* **The task**
Search for the word "below" in the entries. Each line that holds it should be copied.

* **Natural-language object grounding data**
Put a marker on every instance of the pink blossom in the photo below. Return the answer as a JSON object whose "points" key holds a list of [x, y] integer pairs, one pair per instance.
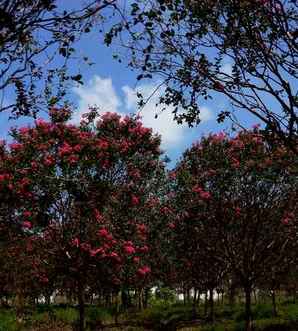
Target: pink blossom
{"points": [[142, 228], [27, 225], [75, 242], [136, 259], [129, 249], [15, 146], [49, 161], [65, 149], [171, 225], [143, 271], [205, 195], [73, 159], [135, 200], [27, 213], [103, 233], [144, 249], [94, 252]]}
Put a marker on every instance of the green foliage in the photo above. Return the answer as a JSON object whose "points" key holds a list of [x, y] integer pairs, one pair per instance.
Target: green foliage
{"points": [[8, 321], [98, 314], [67, 315]]}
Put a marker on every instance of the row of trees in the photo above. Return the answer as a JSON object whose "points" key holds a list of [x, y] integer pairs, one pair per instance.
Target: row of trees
{"points": [[245, 51], [91, 208]]}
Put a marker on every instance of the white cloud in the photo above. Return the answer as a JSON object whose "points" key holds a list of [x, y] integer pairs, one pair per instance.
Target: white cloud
{"points": [[100, 91], [172, 133]]}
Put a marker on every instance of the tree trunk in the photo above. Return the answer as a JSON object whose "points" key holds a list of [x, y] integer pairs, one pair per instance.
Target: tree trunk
{"points": [[248, 314], [194, 305], [206, 303], [274, 311], [19, 306], [81, 302], [232, 294], [211, 305]]}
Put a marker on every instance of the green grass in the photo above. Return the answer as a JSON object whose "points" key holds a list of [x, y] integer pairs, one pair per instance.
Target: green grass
{"points": [[158, 315]]}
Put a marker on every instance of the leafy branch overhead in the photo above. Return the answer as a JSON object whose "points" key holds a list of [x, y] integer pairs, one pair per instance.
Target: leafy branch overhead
{"points": [[36, 43], [243, 50]]}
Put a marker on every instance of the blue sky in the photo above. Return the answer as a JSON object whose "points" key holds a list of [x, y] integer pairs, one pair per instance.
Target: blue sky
{"points": [[112, 86]]}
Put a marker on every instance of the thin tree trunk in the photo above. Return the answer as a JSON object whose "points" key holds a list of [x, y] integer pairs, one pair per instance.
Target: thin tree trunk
{"points": [[274, 310], [194, 305], [19, 305], [81, 302], [248, 314], [211, 305], [206, 303]]}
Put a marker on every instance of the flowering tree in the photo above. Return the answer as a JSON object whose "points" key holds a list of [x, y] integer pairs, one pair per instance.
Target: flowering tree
{"points": [[77, 189], [238, 206]]}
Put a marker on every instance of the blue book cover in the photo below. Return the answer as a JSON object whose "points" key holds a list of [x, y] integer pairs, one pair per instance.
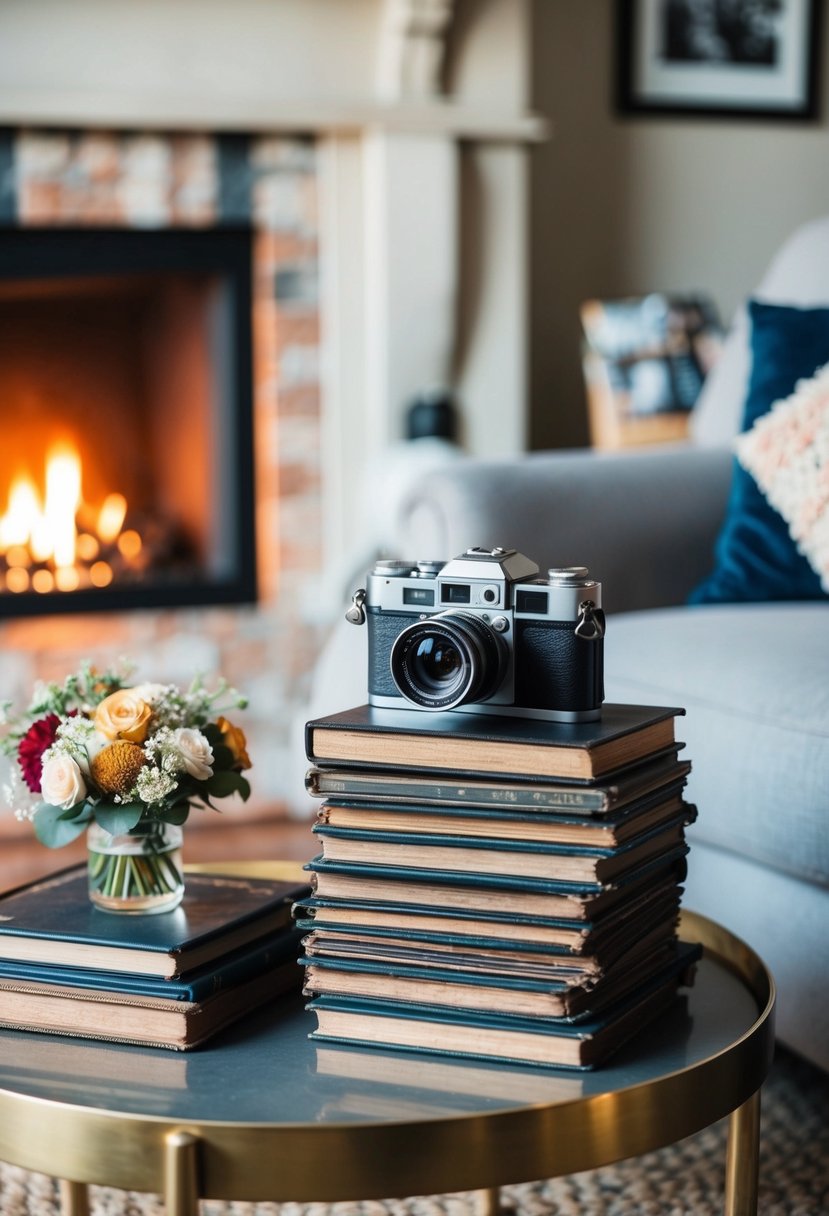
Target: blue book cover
{"points": [[52, 922], [518, 991], [545, 1041], [231, 969], [502, 822], [672, 860], [498, 856]]}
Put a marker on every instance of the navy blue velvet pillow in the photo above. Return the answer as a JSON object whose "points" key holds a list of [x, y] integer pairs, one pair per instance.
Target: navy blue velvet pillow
{"points": [[755, 557]]}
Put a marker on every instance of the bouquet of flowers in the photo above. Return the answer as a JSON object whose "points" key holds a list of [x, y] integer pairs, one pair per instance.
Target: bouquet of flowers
{"points": [[129, 758]]}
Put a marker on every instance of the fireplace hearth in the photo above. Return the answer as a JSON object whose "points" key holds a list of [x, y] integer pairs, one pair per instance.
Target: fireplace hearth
{"points": [[125, 395]]}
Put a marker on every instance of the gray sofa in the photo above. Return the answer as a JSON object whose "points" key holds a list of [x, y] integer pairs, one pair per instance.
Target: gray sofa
{"points": [[754, 679]]}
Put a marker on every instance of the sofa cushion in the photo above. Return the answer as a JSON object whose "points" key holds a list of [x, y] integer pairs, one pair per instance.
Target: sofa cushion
{"points": [[798, 275], [755, 556], [753, 681], [787, 452]]}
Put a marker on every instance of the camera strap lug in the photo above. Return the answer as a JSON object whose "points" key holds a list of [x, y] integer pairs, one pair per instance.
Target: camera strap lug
{"points": [[590, 625], [356, 613]]}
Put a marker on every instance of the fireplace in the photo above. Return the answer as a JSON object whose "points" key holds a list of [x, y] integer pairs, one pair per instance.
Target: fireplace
{"points": [[125, 382]]}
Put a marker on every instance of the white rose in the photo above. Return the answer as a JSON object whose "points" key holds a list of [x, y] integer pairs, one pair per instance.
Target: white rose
{"points": [[62, 782], [195, 752]]}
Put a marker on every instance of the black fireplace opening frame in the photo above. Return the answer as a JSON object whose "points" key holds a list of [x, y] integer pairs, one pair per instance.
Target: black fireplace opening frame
{"points": [[223, 252]]}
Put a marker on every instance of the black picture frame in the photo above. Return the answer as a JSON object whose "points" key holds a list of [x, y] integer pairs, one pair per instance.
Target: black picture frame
{"points": [[677, 58]]}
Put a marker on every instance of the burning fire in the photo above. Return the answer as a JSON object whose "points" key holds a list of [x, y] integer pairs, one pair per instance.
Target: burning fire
{"points": [[54, 540]]}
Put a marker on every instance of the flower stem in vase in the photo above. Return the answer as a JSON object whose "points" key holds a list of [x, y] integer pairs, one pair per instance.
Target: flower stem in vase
{"points": [[136, 872]]}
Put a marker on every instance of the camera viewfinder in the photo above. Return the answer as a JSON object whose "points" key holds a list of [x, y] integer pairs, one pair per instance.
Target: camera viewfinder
{"points": [[455, 594]]}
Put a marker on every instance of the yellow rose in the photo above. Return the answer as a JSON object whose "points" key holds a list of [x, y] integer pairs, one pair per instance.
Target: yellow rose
{"points": [[233, 738], [124, 715]]}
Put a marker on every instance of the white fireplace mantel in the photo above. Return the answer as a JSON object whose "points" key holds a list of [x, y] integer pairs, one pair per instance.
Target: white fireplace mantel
{"points": [[419, 111]]}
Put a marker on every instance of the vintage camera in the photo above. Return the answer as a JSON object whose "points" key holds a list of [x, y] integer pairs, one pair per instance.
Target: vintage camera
{"points": [[484, 634]]}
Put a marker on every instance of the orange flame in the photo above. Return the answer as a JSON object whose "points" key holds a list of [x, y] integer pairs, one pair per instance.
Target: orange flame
{"points": [[40, 529]]}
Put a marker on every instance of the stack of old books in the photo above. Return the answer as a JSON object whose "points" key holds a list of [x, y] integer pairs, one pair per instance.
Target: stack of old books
{"points": [[168, 980], [496, 887]]}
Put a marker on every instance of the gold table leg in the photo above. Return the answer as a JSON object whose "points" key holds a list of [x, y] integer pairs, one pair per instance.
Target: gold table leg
{"points": [[743, 1159], [181, 1174], [74, 1198], [488, 1202]]}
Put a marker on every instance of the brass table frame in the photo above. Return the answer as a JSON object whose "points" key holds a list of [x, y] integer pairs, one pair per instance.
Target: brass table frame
{"points": [[326, 1163]]}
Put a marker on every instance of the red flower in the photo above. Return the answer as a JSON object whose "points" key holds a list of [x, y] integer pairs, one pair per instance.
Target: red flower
{"points": [[30, 749]]}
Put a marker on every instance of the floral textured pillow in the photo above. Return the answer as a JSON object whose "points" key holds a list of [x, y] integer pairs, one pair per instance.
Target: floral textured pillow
{"points": [[787, 451]]}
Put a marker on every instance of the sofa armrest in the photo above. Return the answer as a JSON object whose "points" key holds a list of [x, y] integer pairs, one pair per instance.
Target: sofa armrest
{"points": [[644, 522]]}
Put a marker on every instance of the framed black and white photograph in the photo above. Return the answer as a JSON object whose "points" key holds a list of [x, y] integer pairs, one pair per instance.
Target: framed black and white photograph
{"points": [[720, 57]]}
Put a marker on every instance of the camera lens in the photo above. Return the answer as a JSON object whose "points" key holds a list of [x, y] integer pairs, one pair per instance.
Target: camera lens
{"points": [[449, 660]]}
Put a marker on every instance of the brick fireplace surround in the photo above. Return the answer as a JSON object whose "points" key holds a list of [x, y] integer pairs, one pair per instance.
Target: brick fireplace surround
{"points": [[413, 184], [159, 180]]}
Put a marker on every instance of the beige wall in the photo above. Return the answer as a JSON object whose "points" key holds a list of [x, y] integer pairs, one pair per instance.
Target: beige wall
{"points": [[625, 206]]}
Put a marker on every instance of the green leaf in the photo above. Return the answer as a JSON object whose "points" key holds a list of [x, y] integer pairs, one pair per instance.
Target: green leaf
{"points": [[176, 815], [213, 735], [52, 829], [220, 784], [74, 811], [118, 820]]}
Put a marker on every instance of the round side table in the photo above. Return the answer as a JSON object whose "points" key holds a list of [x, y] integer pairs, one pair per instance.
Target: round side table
{"points": [[263, 1113]]}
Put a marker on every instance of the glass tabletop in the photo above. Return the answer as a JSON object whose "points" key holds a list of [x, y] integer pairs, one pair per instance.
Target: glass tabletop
{"points": [[266, 1070]]}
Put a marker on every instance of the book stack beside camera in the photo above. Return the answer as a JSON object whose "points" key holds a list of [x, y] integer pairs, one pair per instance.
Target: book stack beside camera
{"points": [[170, 980], [496, 887]]}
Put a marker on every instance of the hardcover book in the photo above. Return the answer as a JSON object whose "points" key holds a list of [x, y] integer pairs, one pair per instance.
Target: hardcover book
{"points": [[480, 744], [512, 1039], [507, 895], [230, 969], [481, 956], [506, 823], [52, 922], [526, 992], [480, 855], [627, 786], [426, 922], [146, 1020]]}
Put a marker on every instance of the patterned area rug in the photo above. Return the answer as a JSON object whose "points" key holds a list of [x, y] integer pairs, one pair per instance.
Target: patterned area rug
{"points": [[683, 1180]]}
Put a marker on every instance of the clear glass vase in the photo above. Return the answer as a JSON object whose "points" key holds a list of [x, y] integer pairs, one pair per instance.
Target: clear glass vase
{"points": [[136, 872]]}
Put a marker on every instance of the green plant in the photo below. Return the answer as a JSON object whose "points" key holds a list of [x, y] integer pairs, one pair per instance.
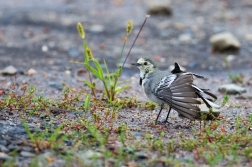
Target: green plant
{"points": [[235, 78], [46, 139], [111, 88]]}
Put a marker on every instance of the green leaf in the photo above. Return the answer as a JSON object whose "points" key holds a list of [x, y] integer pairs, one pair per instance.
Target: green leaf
{"points": [[86, 102], [120, 89], [81, 30], [89, 84], [99, 68]]}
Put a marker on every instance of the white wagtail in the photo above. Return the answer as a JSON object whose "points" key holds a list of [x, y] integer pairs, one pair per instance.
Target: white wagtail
{"points": [[174, 88]]}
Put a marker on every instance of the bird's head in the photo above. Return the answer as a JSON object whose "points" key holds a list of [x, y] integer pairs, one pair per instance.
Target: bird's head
{"points": [[145, 65]]}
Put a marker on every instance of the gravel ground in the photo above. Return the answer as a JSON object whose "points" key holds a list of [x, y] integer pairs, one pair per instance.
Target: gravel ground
{"points": [[42, 35]]}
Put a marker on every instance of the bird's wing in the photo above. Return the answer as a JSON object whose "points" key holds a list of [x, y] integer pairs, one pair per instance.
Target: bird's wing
{"points": [[178, 92]]}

* **Task answer**
Put a marker on every instance of the pink blossom in the photo below. Return the answer as a JSON object whose "points" key holds a list of [x, y] integer pairs, one pair per instance.
Put a marker on every instance of the blue book cover in the photo below. Return the answer as a JSON object whose "points" key holds a list of [x, y] integer pairs, one pair per instance.
Put a marker on every instance of the green plant in the photo below. Return the answer as a JSON object whose "points" key holds a list of [x, y] integer pairs, one pair per instance.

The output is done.